(Beginning of RECORDED INFORMATION)

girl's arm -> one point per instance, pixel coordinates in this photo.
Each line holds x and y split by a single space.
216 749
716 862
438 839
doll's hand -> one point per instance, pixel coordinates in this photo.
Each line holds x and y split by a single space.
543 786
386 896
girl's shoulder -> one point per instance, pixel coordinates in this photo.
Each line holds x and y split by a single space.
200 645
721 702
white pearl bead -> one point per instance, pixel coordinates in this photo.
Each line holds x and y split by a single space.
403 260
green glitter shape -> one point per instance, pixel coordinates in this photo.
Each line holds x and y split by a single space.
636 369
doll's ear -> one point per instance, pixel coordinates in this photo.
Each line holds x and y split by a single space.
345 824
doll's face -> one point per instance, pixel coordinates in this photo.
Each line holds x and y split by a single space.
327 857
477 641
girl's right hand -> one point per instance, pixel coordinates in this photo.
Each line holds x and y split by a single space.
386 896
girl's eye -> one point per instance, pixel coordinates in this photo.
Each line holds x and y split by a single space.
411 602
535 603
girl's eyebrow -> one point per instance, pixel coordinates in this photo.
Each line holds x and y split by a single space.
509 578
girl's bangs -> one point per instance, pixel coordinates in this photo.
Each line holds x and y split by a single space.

(End of RECORDED INFORMATION)

__PROBLEM REQUIREMENTS__
Could you return the lines in the entries above that contain "doll"?

__ANSWER SECTION__
doll's hand -> one point per instance, pixel coordinates in this photo.
doll's ear -> one point per instance, pixel coordinates in this photo.
doll's face -> one point per instance, pixel coordinates in this photo.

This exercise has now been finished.